[Stored data]
---+---
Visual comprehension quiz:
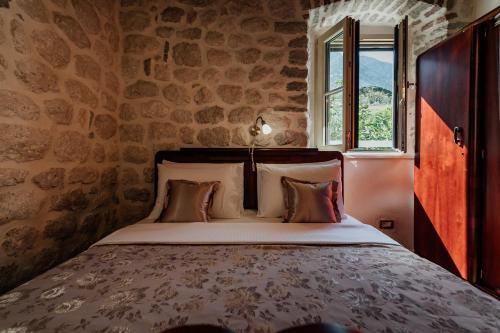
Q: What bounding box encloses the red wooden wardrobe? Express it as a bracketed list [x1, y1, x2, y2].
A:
[415, 8, 499, 297]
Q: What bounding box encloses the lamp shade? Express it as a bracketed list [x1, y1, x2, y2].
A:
[262, 123, 272, 135]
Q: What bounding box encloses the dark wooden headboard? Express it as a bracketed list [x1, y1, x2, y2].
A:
[154, 148, 343, 210]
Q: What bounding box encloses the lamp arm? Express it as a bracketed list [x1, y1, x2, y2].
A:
[255, 116, 265, 126]
[249, 116, 270, 171]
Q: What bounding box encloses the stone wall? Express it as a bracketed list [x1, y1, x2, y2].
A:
[0, 0, 476, 292]
[116, 0, 315, 225]
[0, 0, 121, 293]
[116, 0, 475, 228]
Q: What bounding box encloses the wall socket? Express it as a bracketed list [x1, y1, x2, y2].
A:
[379, 219, 395, 229]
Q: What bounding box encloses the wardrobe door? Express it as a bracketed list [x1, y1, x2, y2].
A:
[415, 29, 474, 279]
[479, 18, 499, 296]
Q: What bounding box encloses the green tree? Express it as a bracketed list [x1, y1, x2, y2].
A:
[358, 103, 392, 141]
[327, 86, 393, 145]
[327, 92, 343, 144]
[358, 86, 393, 142]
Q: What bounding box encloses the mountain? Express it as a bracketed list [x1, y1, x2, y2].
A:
[358, 55, 393, 91]
[329, 53, 394, 91]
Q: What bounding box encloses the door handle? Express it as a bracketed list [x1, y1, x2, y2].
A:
[453, 126, 463, 145]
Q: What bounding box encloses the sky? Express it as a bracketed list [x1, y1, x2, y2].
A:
[362, 50, 394, 64]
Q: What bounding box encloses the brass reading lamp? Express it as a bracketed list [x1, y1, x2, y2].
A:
[249, 116, 272, 171]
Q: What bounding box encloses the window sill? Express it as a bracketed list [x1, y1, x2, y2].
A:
[344, 151, 414, 159]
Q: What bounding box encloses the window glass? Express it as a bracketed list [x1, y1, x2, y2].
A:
[358, 49, 394, 148]
[327, 33, 343, 92]
[326, 92, 343, 145]
[325, 32, 344, 146]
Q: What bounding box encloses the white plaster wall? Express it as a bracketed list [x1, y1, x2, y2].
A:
[475, 0, 499, 18]
[343, 156, 414, 249]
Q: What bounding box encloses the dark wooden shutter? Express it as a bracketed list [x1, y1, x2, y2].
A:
[343, 17, 359, 150]
[352, 19, 360, 149]
[394, 16, 408, 152]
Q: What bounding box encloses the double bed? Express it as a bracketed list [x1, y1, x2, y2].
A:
[0, 149, 498, 332]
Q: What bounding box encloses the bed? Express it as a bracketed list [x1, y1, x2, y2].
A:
[0, 149, 498, 333]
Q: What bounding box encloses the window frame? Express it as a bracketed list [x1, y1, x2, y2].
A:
[314, 18, 357, 152]
[315, 20, 345, 151]
[324, 29, 345, 148]
[314, 17, 408, 153]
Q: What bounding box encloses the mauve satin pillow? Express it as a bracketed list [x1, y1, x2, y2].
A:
[281, 176, 341, 223]
[159, 179, 220, 222]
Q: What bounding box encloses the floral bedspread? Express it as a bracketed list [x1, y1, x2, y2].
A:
[0, 244, 498, 333]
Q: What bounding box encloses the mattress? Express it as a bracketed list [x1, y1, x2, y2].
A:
[96, 214, 399, 246]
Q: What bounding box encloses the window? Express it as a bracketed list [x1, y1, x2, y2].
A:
[315, 17, 408, 152]
[358, 44, 394, 148]
[325, 30, 344, 146]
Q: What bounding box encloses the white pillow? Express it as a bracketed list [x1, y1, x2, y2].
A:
[256, 159, 339, 208]
[162, 161, 245, 217]
[256, 160, 345, 218]
[147, 162, 244, 220]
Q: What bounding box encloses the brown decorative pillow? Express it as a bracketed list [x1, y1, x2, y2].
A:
[281, 176, 341, 223]
[159, 179, 220, 222]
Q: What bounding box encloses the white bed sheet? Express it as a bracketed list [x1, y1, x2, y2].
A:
[95, 213, 399, 246]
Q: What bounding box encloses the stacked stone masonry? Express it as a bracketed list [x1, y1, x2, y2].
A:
[0, 0, 122, 293]
[0, 0, 475, 292]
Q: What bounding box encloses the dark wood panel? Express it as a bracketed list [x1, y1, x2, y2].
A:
[394, 16, 408, 152]
[154, 148, 344, 210]
[415, 29, 474, 279]
[479, 21, 500, 296]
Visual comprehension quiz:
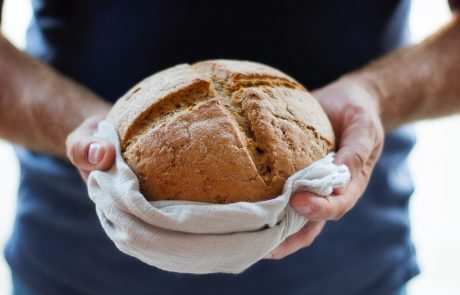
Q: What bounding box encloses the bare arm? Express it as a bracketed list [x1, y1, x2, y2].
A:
[269, 12, 460, 258]
[350, 12, 460, 131]
[0, 6, 110, 157]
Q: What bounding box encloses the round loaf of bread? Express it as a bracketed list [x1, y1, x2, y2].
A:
[107, 60, 335, 204]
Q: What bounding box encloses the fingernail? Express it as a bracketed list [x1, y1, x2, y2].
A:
[88, 143, 104, 165]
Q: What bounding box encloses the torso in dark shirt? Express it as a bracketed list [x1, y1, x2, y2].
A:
[5, 1, 419, 294]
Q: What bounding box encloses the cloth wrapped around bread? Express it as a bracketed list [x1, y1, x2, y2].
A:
[107, 60, 335, 203]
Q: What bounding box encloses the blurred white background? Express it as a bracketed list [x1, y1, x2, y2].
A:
[1, 0, 460, 294]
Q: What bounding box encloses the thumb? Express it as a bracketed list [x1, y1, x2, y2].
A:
[66, 118, 115, 173]
[68, 138, 115, 171]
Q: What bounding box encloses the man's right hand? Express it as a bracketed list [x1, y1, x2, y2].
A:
[66, 115, 116, 181]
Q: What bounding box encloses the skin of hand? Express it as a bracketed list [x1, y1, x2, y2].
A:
[265, 78, 384, 259]
[265, 12, 460, 259]
[66, 115, 115, 181]
[1, 0, 459, 263]
[63, 12, 460, 261]
[65, 77, 385, 261]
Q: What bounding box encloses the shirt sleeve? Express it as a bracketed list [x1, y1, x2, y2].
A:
[449, 0, 460, 9]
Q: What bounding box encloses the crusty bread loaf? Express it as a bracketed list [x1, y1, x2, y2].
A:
[107, 60, 335, 203]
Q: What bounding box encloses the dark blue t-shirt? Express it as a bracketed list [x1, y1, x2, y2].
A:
[5, 1, 419, 294]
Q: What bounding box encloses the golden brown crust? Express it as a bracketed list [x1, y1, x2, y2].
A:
[106, 64, 211, 146]
[107, 59, 335, 203]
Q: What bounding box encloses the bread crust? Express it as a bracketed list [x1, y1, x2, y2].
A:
[107, 60, 335, 203]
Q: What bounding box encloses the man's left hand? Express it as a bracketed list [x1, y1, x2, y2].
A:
[266, 77, 384, 259]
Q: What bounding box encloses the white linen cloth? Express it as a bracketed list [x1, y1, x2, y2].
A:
[87, 121, 350, 274]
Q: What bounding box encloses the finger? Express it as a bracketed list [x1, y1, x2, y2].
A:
[66, 124, 115, 172]
[67, 136, 115, 171]
[290, 171, 367, 221]
[289, 117, 377, 221]
[289, 119, 376, 221]
[334, 117, 375, 178]
[265, 221, 325, 260]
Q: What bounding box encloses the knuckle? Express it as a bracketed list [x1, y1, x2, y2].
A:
[346, 199, 357, 212]
[374, 120, 385, 136]
[306, 203, 324, 220]
[374, 140, 384, 155]
[332, 208, 347, 220]
[331, 200, 350, 220]
[71, 139, 90, 166]
[303, 238, 314, 247]
[372, 121, 385, 146]
[348, 149, 367, 173]
[360, 114, 375, 127]
[360, 166, 372, 180]
[374, 133, 385, 154]
[346, 102, 366, 115]
[311, 199, 336, 221]
[331, 194, 359, 221]
[343, 105, 366, 125]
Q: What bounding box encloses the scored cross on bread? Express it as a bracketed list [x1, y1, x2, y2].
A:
[107, 59, 335, 203]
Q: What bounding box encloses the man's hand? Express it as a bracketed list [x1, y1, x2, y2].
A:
[266, 13, 460, 260]
[266, 78, 384, 259]
[66, 115, 116, 181]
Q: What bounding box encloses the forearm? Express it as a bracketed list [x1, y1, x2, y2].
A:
[0, 34, 111, 157]
[344, 12, 460, 131]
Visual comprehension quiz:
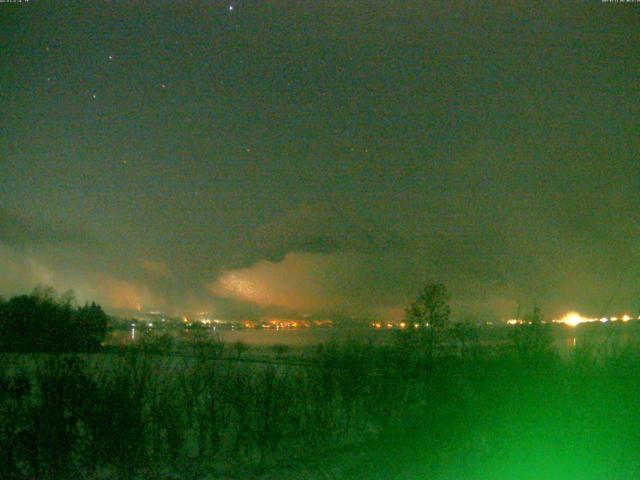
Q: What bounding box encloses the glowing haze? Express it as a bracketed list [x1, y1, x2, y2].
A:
[1, 2, 638, 322]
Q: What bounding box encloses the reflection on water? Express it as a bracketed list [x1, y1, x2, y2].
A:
[109, 324, 640, 354]
[110, 327, 383, 347]
[213, 328, 336, 346]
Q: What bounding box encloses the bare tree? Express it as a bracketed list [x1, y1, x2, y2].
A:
[404, 283, 452, 361]
[405, 283, 451, 329]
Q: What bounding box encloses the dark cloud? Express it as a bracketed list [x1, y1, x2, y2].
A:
[0, 209, 101, 249]
[237, 203, 406, 266]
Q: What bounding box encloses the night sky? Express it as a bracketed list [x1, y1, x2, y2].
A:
[1, 1, 638, 322]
---+---
◆ ABOUT THIS EXERCISE ◆
Filter these records, keeping every line where the word "bare" occurs.

◆ YOUR SOLUTION ◆
Q: What bounding box encloses the bare arm? Express it as a bracketed list [x1, y1, x2, y2].
Q: What bounding box encloses the bare tree? Express it as a bracketed list [x1, y1, x2, y2].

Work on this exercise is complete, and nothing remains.